# Items start

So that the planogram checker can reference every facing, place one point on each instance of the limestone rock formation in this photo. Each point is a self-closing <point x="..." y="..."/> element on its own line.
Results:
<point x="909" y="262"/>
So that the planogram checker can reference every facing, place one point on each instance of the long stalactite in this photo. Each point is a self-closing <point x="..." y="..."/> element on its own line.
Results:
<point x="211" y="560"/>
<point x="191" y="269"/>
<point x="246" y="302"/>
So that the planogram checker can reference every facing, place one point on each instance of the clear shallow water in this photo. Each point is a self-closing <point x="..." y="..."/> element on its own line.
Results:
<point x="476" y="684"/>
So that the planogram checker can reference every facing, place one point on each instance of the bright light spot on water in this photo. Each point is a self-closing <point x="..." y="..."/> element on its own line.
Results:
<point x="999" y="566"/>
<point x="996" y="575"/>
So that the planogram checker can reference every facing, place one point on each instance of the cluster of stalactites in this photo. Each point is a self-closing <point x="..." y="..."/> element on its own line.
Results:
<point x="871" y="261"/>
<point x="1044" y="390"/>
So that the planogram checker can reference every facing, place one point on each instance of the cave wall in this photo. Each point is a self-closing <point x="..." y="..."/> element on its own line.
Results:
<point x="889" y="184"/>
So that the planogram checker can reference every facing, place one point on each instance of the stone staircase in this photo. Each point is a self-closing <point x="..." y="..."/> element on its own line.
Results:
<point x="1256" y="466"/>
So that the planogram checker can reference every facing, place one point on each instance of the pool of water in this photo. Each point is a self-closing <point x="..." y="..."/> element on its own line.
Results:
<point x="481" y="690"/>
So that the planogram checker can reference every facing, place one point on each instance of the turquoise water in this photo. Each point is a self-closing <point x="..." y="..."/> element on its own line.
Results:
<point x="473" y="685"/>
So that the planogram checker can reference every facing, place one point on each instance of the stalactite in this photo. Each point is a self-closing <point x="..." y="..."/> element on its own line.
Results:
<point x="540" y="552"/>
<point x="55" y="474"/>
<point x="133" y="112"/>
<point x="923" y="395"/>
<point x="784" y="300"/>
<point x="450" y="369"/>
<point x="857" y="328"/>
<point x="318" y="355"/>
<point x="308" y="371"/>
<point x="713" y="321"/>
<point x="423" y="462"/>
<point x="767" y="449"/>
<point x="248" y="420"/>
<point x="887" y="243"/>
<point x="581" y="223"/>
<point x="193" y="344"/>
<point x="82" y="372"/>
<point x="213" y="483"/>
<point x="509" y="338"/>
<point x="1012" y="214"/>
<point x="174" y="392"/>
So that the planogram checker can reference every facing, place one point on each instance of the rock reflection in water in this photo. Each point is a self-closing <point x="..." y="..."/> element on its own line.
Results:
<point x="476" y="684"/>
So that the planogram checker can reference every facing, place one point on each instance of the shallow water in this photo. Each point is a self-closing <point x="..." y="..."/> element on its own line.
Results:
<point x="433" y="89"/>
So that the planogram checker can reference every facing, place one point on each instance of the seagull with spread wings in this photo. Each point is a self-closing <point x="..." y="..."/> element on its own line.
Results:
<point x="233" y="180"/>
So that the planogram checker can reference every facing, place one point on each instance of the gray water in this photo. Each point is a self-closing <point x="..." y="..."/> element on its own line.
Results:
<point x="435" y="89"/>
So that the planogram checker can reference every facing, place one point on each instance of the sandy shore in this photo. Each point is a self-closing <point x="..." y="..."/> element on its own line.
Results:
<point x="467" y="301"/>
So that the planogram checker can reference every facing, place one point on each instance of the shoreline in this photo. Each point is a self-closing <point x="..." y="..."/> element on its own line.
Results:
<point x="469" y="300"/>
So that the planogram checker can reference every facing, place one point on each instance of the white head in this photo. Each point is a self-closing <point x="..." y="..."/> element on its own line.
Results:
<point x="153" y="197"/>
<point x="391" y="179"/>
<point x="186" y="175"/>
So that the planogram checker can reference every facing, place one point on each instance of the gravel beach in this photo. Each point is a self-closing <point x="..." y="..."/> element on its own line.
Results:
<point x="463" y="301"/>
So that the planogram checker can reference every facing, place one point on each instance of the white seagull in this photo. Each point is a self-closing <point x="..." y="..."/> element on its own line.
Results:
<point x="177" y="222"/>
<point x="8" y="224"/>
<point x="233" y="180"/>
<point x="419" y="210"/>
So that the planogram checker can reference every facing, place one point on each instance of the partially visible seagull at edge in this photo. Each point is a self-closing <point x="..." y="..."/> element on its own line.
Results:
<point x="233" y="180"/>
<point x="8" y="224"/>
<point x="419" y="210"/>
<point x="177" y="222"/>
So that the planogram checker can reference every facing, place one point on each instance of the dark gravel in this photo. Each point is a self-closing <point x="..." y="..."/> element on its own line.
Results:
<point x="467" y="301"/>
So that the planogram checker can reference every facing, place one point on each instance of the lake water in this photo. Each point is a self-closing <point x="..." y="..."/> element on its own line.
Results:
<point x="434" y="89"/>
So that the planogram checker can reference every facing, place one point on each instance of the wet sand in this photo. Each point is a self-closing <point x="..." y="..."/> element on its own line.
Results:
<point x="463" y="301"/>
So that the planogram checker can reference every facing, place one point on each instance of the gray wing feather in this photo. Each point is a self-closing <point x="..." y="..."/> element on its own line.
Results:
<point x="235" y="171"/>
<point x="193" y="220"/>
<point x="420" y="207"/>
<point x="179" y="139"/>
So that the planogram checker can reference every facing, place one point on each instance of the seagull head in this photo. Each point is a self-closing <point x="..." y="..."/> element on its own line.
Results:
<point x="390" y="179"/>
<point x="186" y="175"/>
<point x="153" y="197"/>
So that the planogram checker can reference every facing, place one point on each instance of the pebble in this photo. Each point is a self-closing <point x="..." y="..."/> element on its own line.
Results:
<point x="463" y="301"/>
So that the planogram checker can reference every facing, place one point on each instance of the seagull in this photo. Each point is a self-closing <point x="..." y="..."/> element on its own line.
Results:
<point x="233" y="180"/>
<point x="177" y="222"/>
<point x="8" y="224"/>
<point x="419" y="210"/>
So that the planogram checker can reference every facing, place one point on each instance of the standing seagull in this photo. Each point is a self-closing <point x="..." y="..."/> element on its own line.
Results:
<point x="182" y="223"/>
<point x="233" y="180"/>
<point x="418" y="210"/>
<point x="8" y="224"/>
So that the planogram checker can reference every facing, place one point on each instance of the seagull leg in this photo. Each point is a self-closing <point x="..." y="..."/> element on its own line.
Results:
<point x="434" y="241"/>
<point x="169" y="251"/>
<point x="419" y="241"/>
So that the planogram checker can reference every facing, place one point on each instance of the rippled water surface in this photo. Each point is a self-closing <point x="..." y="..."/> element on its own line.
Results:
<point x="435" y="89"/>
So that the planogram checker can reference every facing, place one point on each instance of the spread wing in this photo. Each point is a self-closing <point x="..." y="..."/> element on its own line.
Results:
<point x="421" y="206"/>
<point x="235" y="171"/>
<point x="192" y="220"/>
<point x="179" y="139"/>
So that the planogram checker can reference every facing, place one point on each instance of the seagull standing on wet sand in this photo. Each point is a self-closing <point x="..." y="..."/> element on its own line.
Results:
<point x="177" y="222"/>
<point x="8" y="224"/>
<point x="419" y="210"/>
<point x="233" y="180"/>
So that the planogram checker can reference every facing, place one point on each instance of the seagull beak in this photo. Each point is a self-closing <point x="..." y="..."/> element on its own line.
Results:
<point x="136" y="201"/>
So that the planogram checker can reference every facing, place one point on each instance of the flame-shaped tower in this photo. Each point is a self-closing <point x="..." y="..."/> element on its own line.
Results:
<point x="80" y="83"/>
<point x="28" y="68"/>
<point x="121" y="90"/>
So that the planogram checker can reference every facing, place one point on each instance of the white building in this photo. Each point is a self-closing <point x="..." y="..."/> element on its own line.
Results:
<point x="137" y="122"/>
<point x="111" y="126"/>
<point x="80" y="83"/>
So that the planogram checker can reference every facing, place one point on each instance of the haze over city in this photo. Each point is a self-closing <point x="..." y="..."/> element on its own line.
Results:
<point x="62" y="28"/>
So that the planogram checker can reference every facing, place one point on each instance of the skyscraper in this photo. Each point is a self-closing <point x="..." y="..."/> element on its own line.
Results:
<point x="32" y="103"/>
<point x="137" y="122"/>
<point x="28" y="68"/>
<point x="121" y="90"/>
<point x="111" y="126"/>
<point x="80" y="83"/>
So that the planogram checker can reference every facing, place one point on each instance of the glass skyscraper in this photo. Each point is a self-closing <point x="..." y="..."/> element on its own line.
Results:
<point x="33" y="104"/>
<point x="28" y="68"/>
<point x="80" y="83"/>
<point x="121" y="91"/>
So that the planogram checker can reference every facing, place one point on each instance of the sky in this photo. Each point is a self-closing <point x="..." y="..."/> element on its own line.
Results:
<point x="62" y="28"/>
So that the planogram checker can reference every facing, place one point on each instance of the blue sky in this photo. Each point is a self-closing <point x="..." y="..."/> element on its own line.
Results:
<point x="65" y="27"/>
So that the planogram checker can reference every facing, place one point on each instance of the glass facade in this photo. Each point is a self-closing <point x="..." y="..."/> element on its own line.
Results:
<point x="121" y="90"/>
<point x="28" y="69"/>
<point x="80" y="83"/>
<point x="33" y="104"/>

# Items end

Reproduce, without alteration, the stretch of the records from the line containing "the glass facade" through the end of the records.

So that the planogram checker can reference every facing, place one point on each instance of the glass facade in this photo. Each point is a self-closing <point x="..." y="..."/> element on its own line.
Results:
<point x="121" y="90"/>
<point x="28" y="69"/>
<point x="80" y="83"/>
<point x="33" y="104"/>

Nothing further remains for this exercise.